Records for processing
··········
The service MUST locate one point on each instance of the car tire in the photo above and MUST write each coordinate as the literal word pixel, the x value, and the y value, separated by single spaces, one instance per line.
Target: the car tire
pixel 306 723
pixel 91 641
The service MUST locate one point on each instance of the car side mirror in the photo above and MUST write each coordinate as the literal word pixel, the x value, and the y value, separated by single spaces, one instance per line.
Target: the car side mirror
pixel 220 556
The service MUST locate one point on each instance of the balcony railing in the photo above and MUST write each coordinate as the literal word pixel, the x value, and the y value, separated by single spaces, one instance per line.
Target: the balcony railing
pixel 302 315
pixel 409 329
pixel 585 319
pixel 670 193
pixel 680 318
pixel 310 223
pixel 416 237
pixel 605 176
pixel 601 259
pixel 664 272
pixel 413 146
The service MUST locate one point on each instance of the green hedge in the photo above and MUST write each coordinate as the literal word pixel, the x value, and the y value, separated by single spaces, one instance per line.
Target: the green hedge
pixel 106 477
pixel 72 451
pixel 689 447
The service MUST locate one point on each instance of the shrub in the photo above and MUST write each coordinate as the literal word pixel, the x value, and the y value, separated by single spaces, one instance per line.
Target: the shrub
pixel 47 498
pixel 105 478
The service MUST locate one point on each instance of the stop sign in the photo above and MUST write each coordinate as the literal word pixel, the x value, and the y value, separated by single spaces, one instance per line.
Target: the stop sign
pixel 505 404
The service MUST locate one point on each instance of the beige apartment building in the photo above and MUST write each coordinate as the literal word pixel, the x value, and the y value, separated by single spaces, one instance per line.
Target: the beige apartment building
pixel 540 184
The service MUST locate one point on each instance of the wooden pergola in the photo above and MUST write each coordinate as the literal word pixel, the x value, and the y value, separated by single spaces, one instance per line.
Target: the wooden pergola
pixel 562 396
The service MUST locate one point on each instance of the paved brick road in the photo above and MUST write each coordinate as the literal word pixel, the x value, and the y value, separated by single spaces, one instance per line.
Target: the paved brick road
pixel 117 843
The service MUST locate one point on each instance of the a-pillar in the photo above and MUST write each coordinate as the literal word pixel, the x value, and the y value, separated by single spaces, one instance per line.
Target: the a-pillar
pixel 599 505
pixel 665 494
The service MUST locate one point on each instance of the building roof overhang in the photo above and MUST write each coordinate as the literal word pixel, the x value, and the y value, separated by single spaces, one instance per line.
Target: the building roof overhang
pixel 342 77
··········
Task details
Copy out every one of the records above word for word, with nothing changed, added, or left out.

Answer to this exercise
The service MUST locate one point on each instance of the car tire in the photo above and MUST write each coordinate as the literal word pixel, the x value, and the y value, separated by single spaces, one instance per line.
Target: the car tire
pixel 306 723
pixel 91 641
The service MUST locate one point on each instance of the car side mirror in the photo above and MUST write each coordinate as the literal word pixel, the x value, and the y value, separated by single spaces, one instance per line.
Target: the car side mirror
pixel 220 556
The service MUST locate one point on each instance of the balcony railing in the photo above and MUST write each coordinate as the literal word pixel, the x value, and the y value, separated by single spaces, one instance per line.
Target: the balcony railing
pixel 302 315
pixel 409 329
pixel 585 319
pixel 670 193
pixel 680 318
pixel 310 223
pixel 416 237
pixel 605 176
pixel 601 259
pixel 664 272
pixel 413 146
The service MUST locate one point on each instance of the green hedge in the photo above and MUST write each coordinate as the literal word pixel, the x value, and the y value, separated by single spaces, one instance per line.
Target: the green hedge
pixel 106 477
pixel 72 451
pixel 689 447
The service MUST locate one point on each instance of the shrub in the photo above and MUST write each coordinate as the literal word pixel, the x value, and the y value, separated by single spaces, one instance per line.
Target: the shrub
pixel 47 498
pixel 105 478
The service MUST locate one point on each instance of the stop sign in the photo above and MUST write each coordinate as the literal word pixel, the x value, and the y value, separated by single spaces, one instance per line.
Target: the stop sign
pixel 505 404
The service MUST locate one point on each instance of the beige apartment building in the photo above and MUST write each coordinate as the literal word pixel, the x value, and the y value, separated by single spaces, one instance per line.
Target: the beige apartment building
pixel 540 184
The service MUST locate one point on each instance of the wooden pergola in the photo above and MUST write each coordinate as the literal word pixel, the x value, and the y value, separated by single spaces, one instance per line.
Target: the wooden pergola
pixel 562 396
The service MUST locate one point on each instance of the paved brick road in the photo above and MUST write each coordinate as the literal word pixel, the x value, and the y value, separated by single spaces, one instance per line.
Target: the paved brick road
pixel 117 843
The service MUST locate one point on each instance of the a-pillar in the photo above and MUST write each coordinate as the literal word pixel, the x value, and the y value, separated by single spaces, one instance per line.
Target: the a-pillar
pixel 599 505
pixel 665 494
The service MUST locate one point on each instance of the building roof overhang in the photo above and MUST write each coordinate as the literal word pixel, the x value, and the y value, separated by single spaces, one instance per line.
Target: the building roof overhang
pixel 342 77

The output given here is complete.